» Problem
Word for word, restate the lines of the material below from its first line through the one containing "Target: stainless steel backsplash panel". Omit the rest.

·····

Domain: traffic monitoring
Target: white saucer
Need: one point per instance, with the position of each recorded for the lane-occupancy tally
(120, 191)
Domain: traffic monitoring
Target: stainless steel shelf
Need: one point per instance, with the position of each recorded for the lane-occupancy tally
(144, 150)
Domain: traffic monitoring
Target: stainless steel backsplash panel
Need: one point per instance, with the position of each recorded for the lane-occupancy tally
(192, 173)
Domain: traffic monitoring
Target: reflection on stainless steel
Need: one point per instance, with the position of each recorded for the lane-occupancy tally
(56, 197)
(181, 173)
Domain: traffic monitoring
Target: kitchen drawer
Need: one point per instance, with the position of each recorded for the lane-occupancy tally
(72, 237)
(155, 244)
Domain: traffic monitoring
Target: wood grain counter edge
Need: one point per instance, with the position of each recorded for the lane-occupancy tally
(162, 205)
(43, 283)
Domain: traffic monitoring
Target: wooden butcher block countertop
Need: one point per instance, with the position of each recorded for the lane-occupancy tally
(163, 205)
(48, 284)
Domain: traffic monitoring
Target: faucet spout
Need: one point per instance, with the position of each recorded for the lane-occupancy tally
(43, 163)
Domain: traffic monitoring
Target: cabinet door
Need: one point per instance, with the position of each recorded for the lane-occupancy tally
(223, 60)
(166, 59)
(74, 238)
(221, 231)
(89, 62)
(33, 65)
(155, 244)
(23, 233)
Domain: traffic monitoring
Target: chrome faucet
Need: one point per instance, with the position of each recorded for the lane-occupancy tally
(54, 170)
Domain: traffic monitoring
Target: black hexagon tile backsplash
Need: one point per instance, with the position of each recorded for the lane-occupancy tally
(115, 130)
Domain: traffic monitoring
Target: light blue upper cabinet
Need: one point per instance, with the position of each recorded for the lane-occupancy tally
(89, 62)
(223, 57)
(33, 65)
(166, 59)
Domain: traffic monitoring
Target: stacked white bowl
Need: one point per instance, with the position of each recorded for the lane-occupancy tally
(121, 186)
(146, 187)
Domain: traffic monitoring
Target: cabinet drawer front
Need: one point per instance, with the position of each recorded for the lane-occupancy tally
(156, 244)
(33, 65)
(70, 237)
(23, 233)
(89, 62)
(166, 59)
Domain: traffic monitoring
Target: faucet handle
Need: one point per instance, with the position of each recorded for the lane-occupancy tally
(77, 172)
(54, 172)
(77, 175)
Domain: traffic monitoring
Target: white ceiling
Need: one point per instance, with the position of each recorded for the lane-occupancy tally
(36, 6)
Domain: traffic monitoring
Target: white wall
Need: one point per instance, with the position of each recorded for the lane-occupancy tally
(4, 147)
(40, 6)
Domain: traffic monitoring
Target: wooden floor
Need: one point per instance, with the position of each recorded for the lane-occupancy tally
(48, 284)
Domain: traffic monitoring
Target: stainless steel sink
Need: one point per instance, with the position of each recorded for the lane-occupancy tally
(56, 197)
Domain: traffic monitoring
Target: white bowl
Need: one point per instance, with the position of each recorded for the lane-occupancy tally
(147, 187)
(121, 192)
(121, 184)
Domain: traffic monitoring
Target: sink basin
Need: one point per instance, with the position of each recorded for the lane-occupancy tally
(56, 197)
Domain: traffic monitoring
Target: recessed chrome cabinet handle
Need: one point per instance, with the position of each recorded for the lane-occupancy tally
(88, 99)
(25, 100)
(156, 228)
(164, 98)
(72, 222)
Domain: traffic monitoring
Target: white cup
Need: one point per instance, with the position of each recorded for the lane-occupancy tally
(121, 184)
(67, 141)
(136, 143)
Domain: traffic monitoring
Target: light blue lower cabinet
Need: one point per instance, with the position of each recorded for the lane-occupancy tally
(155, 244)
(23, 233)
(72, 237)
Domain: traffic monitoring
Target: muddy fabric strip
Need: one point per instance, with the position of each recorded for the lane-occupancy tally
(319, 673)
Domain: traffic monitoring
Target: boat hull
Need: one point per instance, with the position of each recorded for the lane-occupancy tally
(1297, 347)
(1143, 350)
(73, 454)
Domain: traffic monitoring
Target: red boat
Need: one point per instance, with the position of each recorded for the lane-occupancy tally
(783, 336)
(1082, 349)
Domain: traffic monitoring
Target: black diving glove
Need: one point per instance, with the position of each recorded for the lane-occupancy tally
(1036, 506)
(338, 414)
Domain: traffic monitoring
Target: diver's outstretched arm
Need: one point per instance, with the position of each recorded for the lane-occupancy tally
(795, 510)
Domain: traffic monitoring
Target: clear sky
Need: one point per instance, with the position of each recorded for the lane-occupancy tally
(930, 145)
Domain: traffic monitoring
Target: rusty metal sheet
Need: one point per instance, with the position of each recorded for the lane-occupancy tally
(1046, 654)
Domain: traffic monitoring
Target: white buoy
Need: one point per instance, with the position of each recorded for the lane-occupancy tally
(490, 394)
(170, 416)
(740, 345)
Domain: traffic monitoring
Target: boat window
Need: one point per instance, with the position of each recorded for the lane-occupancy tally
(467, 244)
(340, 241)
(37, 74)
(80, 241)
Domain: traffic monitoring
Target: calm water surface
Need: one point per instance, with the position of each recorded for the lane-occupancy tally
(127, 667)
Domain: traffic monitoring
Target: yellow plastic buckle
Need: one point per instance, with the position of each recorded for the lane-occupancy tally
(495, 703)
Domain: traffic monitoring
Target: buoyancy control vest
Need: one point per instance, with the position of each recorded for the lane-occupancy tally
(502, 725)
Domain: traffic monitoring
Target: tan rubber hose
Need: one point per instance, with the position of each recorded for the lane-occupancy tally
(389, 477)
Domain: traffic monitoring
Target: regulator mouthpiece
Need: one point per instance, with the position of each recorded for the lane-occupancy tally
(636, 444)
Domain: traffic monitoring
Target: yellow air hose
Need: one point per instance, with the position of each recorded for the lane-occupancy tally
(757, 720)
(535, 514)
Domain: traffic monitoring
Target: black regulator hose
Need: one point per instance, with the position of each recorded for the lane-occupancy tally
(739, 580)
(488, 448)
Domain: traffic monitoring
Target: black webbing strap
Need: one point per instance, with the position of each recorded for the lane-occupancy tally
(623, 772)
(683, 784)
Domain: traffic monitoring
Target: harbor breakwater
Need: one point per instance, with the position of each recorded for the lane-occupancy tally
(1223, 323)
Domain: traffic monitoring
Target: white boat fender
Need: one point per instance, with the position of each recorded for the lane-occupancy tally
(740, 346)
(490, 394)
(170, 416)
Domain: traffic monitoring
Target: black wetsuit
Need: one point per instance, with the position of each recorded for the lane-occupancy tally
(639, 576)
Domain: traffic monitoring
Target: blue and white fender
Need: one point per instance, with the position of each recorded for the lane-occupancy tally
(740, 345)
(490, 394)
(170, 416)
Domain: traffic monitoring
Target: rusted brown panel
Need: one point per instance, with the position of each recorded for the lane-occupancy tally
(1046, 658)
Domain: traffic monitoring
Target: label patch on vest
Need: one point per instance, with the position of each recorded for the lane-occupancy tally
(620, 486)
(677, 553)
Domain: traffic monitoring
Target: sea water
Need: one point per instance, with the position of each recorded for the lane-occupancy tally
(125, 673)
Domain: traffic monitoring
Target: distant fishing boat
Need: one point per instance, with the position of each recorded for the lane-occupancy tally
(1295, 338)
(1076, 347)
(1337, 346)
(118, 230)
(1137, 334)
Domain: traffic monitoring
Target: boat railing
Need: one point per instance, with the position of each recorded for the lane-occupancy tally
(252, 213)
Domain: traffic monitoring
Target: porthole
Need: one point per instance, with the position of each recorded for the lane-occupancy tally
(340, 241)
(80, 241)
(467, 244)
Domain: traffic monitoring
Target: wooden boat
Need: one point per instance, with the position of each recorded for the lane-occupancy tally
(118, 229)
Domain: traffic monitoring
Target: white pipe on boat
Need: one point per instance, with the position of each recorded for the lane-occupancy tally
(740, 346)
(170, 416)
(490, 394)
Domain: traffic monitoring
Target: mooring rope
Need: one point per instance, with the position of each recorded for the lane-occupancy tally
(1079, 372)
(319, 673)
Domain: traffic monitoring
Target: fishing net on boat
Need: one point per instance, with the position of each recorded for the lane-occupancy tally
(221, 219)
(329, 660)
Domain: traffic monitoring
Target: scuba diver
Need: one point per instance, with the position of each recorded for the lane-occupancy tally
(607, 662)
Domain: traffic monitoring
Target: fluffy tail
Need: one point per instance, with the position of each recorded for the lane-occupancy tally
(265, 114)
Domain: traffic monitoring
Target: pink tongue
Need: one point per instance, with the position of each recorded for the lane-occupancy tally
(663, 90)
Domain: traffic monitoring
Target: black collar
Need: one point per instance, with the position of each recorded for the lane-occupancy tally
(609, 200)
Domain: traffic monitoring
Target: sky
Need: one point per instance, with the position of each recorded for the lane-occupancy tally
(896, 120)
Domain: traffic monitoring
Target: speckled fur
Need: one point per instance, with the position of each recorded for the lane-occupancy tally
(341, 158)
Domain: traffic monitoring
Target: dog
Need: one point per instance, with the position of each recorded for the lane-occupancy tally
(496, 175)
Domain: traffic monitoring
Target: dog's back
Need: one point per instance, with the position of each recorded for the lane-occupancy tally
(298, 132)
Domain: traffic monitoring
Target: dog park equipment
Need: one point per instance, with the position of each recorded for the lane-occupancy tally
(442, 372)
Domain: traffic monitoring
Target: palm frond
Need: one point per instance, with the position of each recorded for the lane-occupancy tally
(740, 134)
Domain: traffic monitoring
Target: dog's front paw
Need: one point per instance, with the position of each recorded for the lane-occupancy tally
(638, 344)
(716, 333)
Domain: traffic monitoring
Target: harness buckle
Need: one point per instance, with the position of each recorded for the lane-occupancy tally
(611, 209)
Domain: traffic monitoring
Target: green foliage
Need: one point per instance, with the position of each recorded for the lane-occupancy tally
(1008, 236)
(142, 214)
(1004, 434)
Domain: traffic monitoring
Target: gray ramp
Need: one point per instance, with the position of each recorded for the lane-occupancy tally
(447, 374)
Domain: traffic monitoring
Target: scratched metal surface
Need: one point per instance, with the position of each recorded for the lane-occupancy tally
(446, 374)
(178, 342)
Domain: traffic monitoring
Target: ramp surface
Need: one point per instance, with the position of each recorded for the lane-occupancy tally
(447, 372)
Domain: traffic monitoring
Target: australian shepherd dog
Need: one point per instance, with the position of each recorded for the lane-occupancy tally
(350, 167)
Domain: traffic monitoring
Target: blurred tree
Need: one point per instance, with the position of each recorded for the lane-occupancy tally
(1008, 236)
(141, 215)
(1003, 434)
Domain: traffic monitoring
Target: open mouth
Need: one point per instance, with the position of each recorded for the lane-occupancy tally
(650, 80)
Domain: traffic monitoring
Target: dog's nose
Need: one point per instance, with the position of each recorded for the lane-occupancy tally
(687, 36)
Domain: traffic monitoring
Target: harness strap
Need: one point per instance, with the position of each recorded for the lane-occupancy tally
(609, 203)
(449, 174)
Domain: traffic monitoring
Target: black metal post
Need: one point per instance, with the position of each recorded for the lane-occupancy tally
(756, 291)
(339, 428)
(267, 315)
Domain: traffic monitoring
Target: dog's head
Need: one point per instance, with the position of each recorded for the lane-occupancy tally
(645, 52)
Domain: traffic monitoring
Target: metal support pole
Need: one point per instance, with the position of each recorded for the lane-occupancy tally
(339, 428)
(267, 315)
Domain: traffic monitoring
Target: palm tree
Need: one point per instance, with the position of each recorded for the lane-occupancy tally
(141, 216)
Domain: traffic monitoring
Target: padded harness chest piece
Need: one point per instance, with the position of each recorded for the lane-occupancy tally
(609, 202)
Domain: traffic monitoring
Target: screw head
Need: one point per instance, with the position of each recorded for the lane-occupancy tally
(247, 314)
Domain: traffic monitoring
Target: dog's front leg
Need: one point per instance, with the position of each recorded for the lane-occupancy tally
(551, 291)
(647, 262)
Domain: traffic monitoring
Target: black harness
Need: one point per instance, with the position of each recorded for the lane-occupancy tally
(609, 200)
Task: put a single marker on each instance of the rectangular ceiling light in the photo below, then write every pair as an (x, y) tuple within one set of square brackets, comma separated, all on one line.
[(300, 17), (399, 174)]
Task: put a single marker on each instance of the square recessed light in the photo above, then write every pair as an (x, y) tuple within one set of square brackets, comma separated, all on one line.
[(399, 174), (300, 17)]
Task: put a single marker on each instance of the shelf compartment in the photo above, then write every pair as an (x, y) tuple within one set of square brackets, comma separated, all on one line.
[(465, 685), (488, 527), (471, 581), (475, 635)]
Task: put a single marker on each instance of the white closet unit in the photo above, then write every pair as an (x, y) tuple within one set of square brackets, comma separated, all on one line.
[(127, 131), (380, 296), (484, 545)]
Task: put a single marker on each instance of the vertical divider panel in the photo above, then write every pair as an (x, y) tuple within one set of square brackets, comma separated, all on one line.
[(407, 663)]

·····

» Exercise solution
Domain: traffic monitoring
Target: white saucer
Need: one point per instance, with the position of each recorded for the lane-occupancy tally
(120, 191)
Domain: traffic monitoring
Target: stainless steel shelf
Need: one point per instance, with the position of each recorded for the lane-occupancy tally
(144, 150)
Domain: traffic monitoring
Target: stainless steel backsplash panel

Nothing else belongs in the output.